╭─ Data for this task
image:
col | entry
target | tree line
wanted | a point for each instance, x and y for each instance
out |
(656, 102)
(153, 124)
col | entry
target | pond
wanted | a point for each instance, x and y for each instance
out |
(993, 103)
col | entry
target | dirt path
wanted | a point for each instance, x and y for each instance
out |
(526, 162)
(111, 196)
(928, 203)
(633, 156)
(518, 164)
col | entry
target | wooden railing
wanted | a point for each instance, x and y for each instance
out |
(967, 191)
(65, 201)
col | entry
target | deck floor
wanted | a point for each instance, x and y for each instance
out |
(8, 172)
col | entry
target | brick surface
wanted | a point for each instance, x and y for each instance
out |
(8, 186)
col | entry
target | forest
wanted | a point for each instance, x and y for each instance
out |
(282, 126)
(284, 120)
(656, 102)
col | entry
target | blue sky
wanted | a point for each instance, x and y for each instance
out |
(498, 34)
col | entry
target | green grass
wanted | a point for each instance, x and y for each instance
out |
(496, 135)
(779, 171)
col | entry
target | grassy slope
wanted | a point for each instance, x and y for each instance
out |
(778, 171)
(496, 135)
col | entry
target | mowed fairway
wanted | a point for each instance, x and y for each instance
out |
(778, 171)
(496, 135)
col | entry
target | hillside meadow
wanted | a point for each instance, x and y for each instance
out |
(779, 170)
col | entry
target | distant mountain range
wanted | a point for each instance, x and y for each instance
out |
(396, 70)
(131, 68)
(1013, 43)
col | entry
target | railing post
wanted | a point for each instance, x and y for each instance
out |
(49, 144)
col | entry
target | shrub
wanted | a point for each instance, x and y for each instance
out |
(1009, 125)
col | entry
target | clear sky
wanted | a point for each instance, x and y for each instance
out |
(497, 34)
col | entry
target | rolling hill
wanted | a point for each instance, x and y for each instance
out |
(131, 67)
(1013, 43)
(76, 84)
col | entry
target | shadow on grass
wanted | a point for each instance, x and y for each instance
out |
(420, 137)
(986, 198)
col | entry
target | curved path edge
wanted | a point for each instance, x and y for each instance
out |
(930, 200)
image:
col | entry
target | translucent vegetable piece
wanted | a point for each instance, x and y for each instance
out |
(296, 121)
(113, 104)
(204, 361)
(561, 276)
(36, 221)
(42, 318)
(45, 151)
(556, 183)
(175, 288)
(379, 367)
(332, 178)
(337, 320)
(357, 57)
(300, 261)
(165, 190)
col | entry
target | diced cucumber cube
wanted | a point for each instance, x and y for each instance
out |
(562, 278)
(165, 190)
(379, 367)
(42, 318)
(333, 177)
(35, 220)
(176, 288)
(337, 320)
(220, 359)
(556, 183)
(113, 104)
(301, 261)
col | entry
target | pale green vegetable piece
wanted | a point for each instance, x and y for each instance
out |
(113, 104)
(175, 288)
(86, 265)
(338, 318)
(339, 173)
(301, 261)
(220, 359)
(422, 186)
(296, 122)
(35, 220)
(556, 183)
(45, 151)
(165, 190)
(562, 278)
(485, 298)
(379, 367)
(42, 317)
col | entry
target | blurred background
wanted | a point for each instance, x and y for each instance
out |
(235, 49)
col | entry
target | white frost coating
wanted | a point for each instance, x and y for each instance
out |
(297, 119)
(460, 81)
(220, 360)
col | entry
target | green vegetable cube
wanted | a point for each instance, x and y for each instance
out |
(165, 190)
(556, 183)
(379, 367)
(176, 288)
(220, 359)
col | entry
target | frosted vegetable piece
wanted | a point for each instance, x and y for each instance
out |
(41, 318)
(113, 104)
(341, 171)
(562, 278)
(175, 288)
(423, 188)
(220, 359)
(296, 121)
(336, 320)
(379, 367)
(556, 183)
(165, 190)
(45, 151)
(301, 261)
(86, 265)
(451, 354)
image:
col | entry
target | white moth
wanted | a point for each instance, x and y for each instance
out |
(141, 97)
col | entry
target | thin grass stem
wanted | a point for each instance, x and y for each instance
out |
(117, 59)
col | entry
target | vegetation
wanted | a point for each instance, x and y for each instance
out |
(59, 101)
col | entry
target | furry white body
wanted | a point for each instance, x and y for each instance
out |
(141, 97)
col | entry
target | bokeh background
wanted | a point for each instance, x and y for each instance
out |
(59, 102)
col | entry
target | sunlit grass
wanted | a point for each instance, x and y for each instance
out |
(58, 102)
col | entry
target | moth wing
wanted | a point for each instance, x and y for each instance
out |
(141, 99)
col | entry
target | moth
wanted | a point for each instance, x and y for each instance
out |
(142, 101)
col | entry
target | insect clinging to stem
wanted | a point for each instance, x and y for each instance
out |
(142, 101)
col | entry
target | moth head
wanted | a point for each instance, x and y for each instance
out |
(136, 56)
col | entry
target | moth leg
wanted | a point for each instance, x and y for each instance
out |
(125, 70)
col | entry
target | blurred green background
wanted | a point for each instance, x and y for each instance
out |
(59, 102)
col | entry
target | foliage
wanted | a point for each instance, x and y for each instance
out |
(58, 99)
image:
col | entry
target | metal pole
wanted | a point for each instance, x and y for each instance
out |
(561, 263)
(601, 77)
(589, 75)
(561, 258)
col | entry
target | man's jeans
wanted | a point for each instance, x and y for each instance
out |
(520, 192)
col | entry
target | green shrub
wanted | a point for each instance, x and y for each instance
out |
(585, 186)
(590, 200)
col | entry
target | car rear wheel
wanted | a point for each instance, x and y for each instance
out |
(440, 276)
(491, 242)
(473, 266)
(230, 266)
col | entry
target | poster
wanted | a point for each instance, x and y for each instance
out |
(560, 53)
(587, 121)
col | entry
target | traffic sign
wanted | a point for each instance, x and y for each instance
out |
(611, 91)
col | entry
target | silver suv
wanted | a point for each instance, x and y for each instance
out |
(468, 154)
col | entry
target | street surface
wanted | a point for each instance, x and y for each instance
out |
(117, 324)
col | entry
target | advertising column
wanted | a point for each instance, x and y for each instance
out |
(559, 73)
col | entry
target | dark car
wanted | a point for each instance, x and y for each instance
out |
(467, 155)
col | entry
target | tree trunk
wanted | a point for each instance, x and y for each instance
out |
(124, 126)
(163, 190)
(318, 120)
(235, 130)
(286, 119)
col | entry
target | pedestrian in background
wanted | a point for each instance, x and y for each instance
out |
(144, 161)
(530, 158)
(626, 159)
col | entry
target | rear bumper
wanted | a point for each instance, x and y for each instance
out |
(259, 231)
╰─
Objective: Extract every line in the items above that contains the string "vegetable".

Finished exercise:
target | translucent vegetable piece
target | pale green vegetable piece
target | green vegetable cube
target | frosted vegetable piece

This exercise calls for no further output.